Written instruction: Format the material below as a Markdown table with the columns Row and Line, numbering each line and leaving out blank lines. Omit the pictures from the table.

Records shown:
'''

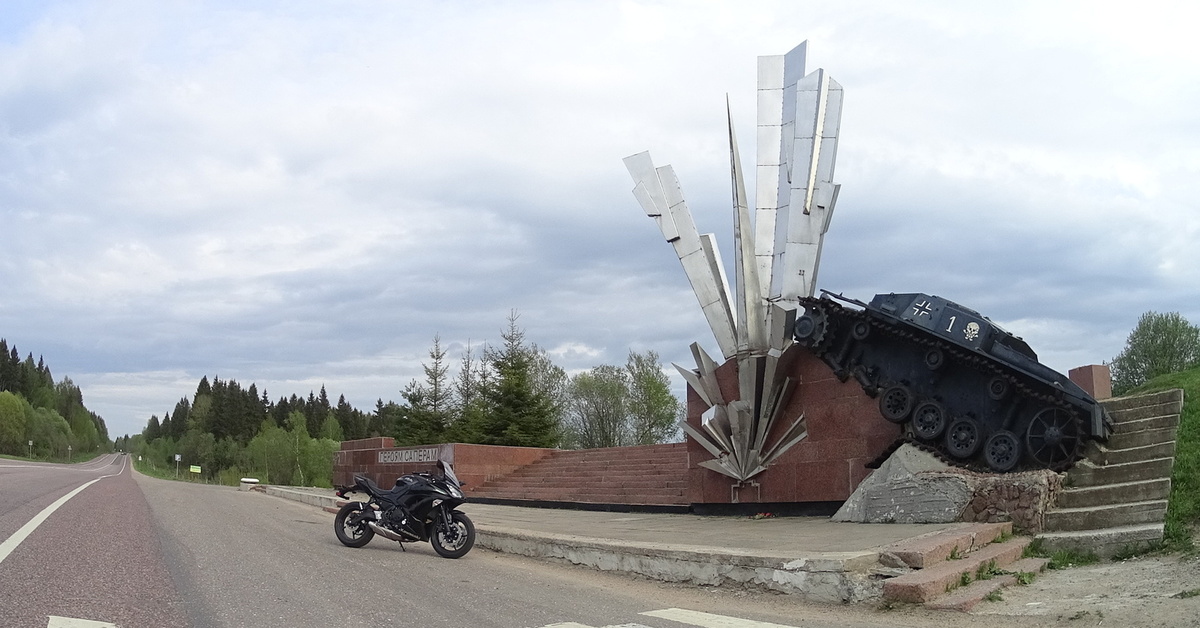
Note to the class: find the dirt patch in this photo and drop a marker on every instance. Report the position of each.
(1149, 591)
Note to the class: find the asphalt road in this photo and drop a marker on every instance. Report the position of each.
(137, 551)
(95, 557)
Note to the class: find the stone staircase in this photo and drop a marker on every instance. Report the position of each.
(618, 476)
(1116, 496)
(955, 569)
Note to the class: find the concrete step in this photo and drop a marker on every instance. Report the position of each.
(1151, 422)
(1103, 516)
(1120, 405)
(1085, 473)
(934, 549)
(1104, 542)
(924, 585)
(1113, 494)
(1145, 412)
(1103, 455)
(1143, 438)
(966, 598)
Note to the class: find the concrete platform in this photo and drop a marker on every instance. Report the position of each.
(811, 557)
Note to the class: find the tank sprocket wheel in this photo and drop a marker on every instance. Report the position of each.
(1002, 452)
(935, 358)
(895, 402)
(929, 420)
(964, 437)
(997, 388)
(1054, 437)
(810, 327)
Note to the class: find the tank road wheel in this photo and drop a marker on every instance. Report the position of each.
(1053, 438)
(935, 359)
(997, 388)
(964, 437)
(810, 327)
(895, 402)
(929, 420)
(1002, 452)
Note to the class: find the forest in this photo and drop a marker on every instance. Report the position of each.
(509, 395)
(42, 418)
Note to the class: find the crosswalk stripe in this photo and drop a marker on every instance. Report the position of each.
(707, 620)
(71, 622)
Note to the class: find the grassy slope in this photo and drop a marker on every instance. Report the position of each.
(1183, 510)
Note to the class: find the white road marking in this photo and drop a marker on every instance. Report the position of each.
(691, 617)
(573, 624)
(708, 620)
(71, 622)
(12, 542)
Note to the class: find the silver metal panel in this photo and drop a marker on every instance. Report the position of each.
(707, 369)
(641, 168)
(661, 217)
(695, 383)
(777, 255)
(751, 334)
(771, 108)
(767, 155)
(793, 64)
(771, 71)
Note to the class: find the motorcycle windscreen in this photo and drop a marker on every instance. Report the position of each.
(449, 472)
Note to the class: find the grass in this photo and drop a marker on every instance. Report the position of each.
(1138, 549)
(988, 570)
(1060, 558)
(1183, 508)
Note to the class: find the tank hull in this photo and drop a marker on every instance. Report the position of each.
(958, 382)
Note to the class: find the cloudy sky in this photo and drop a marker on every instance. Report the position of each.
(299, 193)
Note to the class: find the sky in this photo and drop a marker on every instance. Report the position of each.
(304, 193)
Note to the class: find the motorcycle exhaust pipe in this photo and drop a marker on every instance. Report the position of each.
(389, 534)
(384, 532)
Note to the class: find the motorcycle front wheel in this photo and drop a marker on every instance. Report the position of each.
(454, 538)
(349, 533)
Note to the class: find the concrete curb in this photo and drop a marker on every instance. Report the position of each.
(829, 578)
(826, 576)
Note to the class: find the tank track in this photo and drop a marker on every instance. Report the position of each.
(837, 315)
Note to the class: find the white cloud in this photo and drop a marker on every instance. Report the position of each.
(306, 193)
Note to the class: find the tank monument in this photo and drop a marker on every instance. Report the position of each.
(904, 408)
(979, 429)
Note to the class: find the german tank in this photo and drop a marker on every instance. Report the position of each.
(954, 380)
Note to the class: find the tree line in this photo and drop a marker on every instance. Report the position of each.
(511, 394)
(35, 408)
(1158, 345)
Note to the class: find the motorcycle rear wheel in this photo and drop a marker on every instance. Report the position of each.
(454, 538)
(352, 536)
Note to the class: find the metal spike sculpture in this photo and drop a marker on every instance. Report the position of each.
(775, 262)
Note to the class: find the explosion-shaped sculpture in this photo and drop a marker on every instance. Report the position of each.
(775, 261)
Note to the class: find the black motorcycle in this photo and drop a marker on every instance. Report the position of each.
(420, 507)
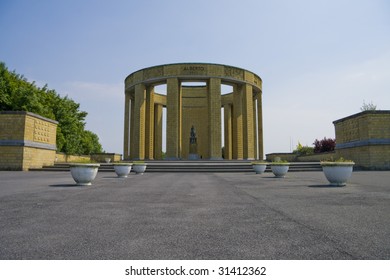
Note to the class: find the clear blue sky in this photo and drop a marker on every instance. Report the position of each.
(318, 59)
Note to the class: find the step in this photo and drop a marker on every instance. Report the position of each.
(194, 166)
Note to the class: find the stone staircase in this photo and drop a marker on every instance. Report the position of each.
(194, 166)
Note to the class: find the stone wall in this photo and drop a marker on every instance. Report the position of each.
(365, 139)
(308, 158)
(27, 141)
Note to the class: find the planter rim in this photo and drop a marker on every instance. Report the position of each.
(331, 163)
(84, 164)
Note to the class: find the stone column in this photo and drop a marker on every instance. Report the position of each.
(255, 127)
(248, 132)
(228, 131)
(132, 123)
(126, 140)
(149, 119)
(139, 121)
(214, 103)
(158, 131)
(173, 118)
(237, 123)
(260, 125)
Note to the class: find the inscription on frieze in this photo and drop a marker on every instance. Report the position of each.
(194, 70)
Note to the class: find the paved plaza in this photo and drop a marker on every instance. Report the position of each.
(43, 215)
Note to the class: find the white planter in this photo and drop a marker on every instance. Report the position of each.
(84, 173)
(280, 170)
(337, 173)
(259, 168)
(139, 168)
(122, 169)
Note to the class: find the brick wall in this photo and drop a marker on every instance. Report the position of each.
(26, 141)
(365, 139)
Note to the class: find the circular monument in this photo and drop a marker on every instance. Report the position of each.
(198, 106)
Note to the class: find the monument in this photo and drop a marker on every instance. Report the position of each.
(200, 104)
(193, 145)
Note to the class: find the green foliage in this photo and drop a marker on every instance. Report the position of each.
(17, 94)
(303, 150)
(324, 145)
(368, 106)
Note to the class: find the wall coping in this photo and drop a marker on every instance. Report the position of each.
(370, 112)
(28, 114)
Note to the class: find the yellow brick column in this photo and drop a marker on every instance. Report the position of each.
(247, 110)
(126, 140)
(228, 131)
(237, 123)
(260, 125)
(158, 131)
(139, 121)
(149, 127)
(132, 121)
(255, 127)
(173, 118)
(214, 104)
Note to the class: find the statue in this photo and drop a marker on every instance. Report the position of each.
(193, 136)
(193, 155)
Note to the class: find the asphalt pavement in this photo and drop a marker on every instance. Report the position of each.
(44, 215)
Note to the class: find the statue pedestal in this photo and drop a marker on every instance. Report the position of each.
(193, 155)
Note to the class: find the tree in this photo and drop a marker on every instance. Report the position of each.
(17, 94)
(324, 145)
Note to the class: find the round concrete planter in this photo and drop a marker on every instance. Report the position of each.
(139, 168)
(337, 173)
(84, 173)
(259, 167)
(122, 169)
(280, 169)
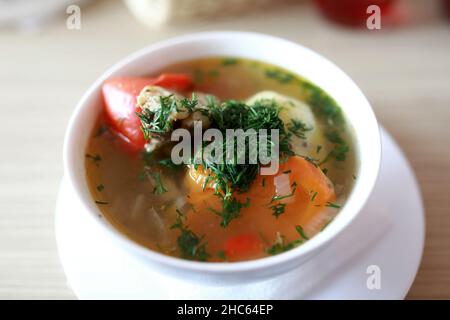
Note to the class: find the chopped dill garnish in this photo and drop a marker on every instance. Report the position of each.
(94, 158)
(230, 177)
(301, 232)
(332, 205)
(155, 123)
(278, 209)
(191, 246)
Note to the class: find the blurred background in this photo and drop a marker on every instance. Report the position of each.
(51, 51)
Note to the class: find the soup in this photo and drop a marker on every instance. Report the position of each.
(219, 211)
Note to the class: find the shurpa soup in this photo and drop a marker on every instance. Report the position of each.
(217, 212)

'''

Answer to this task:
| Row | Line |
|---|---|
| 1 | Note to the class: find the dirt patch in this photo and drop a marker on every instance. Report the position of each. |
| 2 | (1149, 591) |
| 3 | Note to the class: find the asphalt road in this photo and drop a marker on every instance. Report the position of each. |
| 4 | (137, 551) |
| 5 | (95, 557) |
| 6 | Note to the class: find the stone staircase in this photo and drop a marker on every instance. Report the position of each. |
| 7 | (618, 476) |
| 8 | (1116, 496) |
| 9 | (955, 569) |
| 10 | Note to the class: find the concrete step in this photo and drop a marker on every instance. Report the position of each. |
| 11 | (1151, 422) |
| 12 | (1103, 516) |
| 13 | (1120, 405) |
| 14 | (1085, 473) |
| 15 | (934, 549) |
| 16 | (1104, 542) |
| 17 | (924, 585) |
| 18 | (1113, 494) |
| 19 | (1145, 412) |
| 20 | (1103, 455) |
| 21 | (1143, 438) |
| 22 | (966, 598) |
| 23 | Note to the class: find the concrete platform in this photo and drop a marker on every instance. Report the position of each. |
| 24 | (811, 557) |
| 25 | Note to the class: find the tank sprocket wheel in this photo and drop a marker on every instance. Report the position of each. |
| 26 | (1002, 452) |
| 27 | (935, 358) |
| 28 | (895, 402) |
| 29 | (929, 420) |
| 30 | (964, 437) |
| 31 | (997, 388) |
| 32 | (1054, 437) |
| 33 | (810, 327) |
| 34 | Note to the class: find the tank road wheel in this photo and drop a marker on every instance. Report the position of each. |
| 35 | (1053, 438) |
| 36 | (935, 359) |
| 37 | (997, 388) |
| 38 | (964, 437) |
| 39 | (810, 327) |
| 40 | (895, 402) |
| 41 | (929, 420) |
| 42 | (1002, 452) |
| 43 | Note to the class: find the forest in this photo and drop a marker on every instance. Report the position of each. |
| 44 | (509, 395) |
| 45 | (42, 418) |
| 46 | Note to the class: find the crosswalk stripe in this photo and drop a marker on every instance. Report the position of each. |
| 47 | (707, 620) |
| 48 | (71, 622) |
| 49 | Note to the class: find the grassy slope in this photo and drop a marker on every instance. Report the position of each. |
| 50 | (1183, 510) |
| 51 | Note to the class: find the white road marking in this photo and drop a marker on every instance. Report the position of each. |
| 52 | (691, 617) |
| 53 | (573, 624) |
| 54 | (708, 620) |
| 55 | (71, 622) |
| 56 | (12, 542) |
| 57 | Note to the class: find the silver metal panel in this photo and drop a marker on every instance. Report the position of each. |
| 58 | (707, 369) |
| 59 | (641, 168) |
| 60 | (661, 217) |
| 61 | (695, 383) |
| 62 | (777, 255) |
| 63 | (751, 334) |
| 64 | (771, 108) |
| 65 | (767, 155) |
| 66 | (793, 64) |
| 67 | (771, 71) |
| 68 | Note to the class: find the motorcycle windscreen in this photo and drop a marker on every instance. Report the position of each. |
| 69 | (449, 472) |
| 70 | Note to the class: find the grass in this photo and drop a marker on every instance. Report the position of each. |
| 71 | (1138, 549) |
| 72 | (988, 570) |
| 73 | (1060, 558) |
| 74 | (1183, 508) |
| 75 | Note to the class: find the tank hull in this photo and drop a marker on every instance. Report the position of each. |
| 76 | (958, 382) |
| 77 | Note to the class: find the cloudy sky in this photo and drop a marker on every instance. Report the position of each. |
| 78 | (299, 193) |
| 79 | Note to the class: find the sky in this photo and drop a marker on every instance. Report the position of each. |
| 80 | (304, 193) |
| 81 | Note to the class: find the motorcycle exhaust pipe in this photo and drop a marker on every instance. Report the position of each. |
| 82 | (389, 534) |
| 83 | (384, 532) |
| 84 | Note to the class: find the motorcycle front wheel in this photo and drop a marker on every instance. Report the position of each. |
| 85 | (454, 538) |
| 86 | (349, 533) |
| 87 | Note to the class: find the concrete curb in this photo and drop a marker on every instance. Report the position of each. |
| 88 | (829, 578) |
| 89 | (826, 576) |
| 90 | Note to the class: find the tank track in this photo and drop a marker on every instance. Report the position of each. |
| 91 | (837, 315) |
| 92 | Note to the class: find the white cloud in this photo and drop a marker on every instance. Report the position of each. |
| 93 | (306, 193) |
| 94 | Note to the class: find the tank monument in this photo and drop a marker on every instance. Report the position of each. |
| 95 | (904, 408) |
| 96 | (979, 429) |
| 97 | Note to the class: find the german tank in this photo and drop a marker on every instance. Report the position of each. |
| 98 | (954, 380) |
| 99 | Note to the class: find the tree line in this photo and drop a marker on every instance. Report the position of each. |
| 100 | (511, 394) |
| 101 | (35, 408) |
| 102 | (1158, 345) |
| 103 | Note to the class: find the motorcycle rear wheel in this photo and drop a marker on every instance. Report the position of each. |
| 104 | (454, 538) |
| 105 | (352, 536) |
| 106 | Note to the class: find the metal spike sculpture in this photo and drop a marker on every instance. Report the position of each. |
| 107 | (775, 262) |
| 108 | Note to the class: find the explosion-shaped sculpture in this photo and drop a marker on every instance. Report the position of each. |
| 109 | (775, 261) |
| 110 | Note to the class: find the black motorcycle in this photo and drop a marker on every instance. Report the position of each. |
| 111 | (420, 507) |
| 112 | Note to the class: find the clear blue sky in this photo and drop a marker on every instance. Report the position of each. |
| 113 | (318, 59) |
| 114 | Note to the class: find the step in this photo and drop a marker on every instance. Report the position of each. |
| 115 | (194, 166) |
| 116 | Note to the class: find the stone staircase in this photo and drop a marker on every instance. Report the position of each. |
| 117 | (194, 166) |
| 118 | Note to the class: find the stone wall in this photo and drop a marker on every instance. Report the position of each. |
| 119 | (365, 139) |
| 120 | (308, 158) |
| 121 | (27, 141) |
| 122 | Note to the class: find the planter rim in this photo and drop a marker on every instance. Report the position of each. |
| 123 | (331, 163) |
| 124 | (84, 164) |
| 125 | Note to the class: find the stone column in this photo and drop a marker on every instance. Report the position of each. |
| 126 | (255, 127) |
| 127 | (248, 132) |
| 128 | (228, 131) |
| 129 | (132, 123) |
| 130 | (126, 140) |
| 131 | (149, 119) |
| 132 | (139, 121) |
| 133 | (214, 103) |
| 134 | (158, 131) |
| 135 | (173, 118) |
| 136 | (237, 123) |
| 137 | (260, 125) |
| 138 | Note to the class: find the inscription on frieze in this photo and drop a marker on every instance. Report the position of each. |
| 139 | (194, 70) |
| 140 | Note to the class: find the paved plaza in this photo and drop a marker on every instance. Report the position of each. |
| 141 | (43, 215) |
| 142 | Note to the class: find the white planter in this photo and drop a marker on every instance. Report the position of each. |
| 143 | (84, 173) |
| 144 | (280, 170) |
| 145 | (337, 173) |
| 146 | (259, 168) |
| 147 | (139, 168) |
| 148 | (122, 169) |
| 149 | Note to the class: find the brick wall in this photo and drop a marker on every instance. Report the position of each. |
| 150 | (26, 141) |
| 151 | (365, 139) |
| 152 | Note to the class: find the circular monument in this photo and drop a marker on every instance. Report the position of each. |
| 153 | (198, 106) |
| 154 | Note to the class: find the monument in this photo and drop a marker on every instance. Report the position of each. |
| 155 | (200, 104) |
| 156 | (193, 145) |
| 157 | Note to the class: find the green foliage in this photo and drop a marker on every instance. Report the position of each. |
| 158 | (17, 94) |
| 159 | (303, 150) |
| 160 | (324, 145) |
| 161 | (368, 106) |
| 162 | Note to the class: find the wall coping in this photo and drop a marker on every instance. Report the position of each. |
| 163 | (370, 112) |
| 164 | (28, 114) |
| 165 | Note to the class: find the yellow brick column in this photo and drop a marker on every instance. Report the position of each. |
| 166 | (247, 110) |
| 167 | (126, 140) |
| 168 | (228, 131) |
| 169 | (237, 123) |
| 170 | (260, 125) |
| 171 | (158, 131) |
| 172 | (139, 121) |
| 173 | (149, 127) |
| 174 | (132, 121) |
| 175 | (255, 127) |
| 176 | (173, 118) |
| 177 | (214, 104) |
| 178 | Note to the class: find the statue in this photo and drop a marker on every instance. Report the position of each. |
| 179 | (193, 136) |
| 180 | (193, 155) |
| 181 | Note to the class: find the asphalt pavement in this photo and drop a marker on every instance. Report the position of each. |
| 182 | (44, 215) |
| 183 | Note to the class: find the statue pedestal in this photo and drop a marker on every instance. Report the position of each. |
| 184 | (193, 155) |
| 185 | Note to the class: find the tree in this photo and drop a marker on every instance. Report the position of each. |
| 186 | (17, 94) |
| 187 | (324, 145) |
| 188 | Note to the class: find the round concrete planter in this photo and drop a marker on every instance. Report the position of each. |
| 189 | (139, 168) |
| 190 | (337, 173) |
| 191 | (84, 173) |
| 192 | (259, 167) |
| 193 | (122, 169) |
| 194 | (280, 169) |
| 195 | Note to the class: find the chopped dill garnish in this photo and drop a marker on every instance. Report the position of each. |
| 196 | (94, 158) |
| 197 | (230, 177) |
| 198 | (301, 232) |
| 199 | (332, 205) |
| 200 | (155, 123) |
| 201 | (278, 209) |
| 202 | (191, 246) |
| 203 | Note to the class: find the blurred background in this photo and drop a marker on every instance. Report the position of each. |
| 204 | (51, 51) |
| 205 | Note to the class: find the soup in this photo and drop a marker on every instance. Report the position of each. |
| 206 | (219, 211) |
| 207 | Note to the class: find the shurpa soup in this photo and drop a marker on every instance. Report the position of each. |
| 208 | (217, 212) |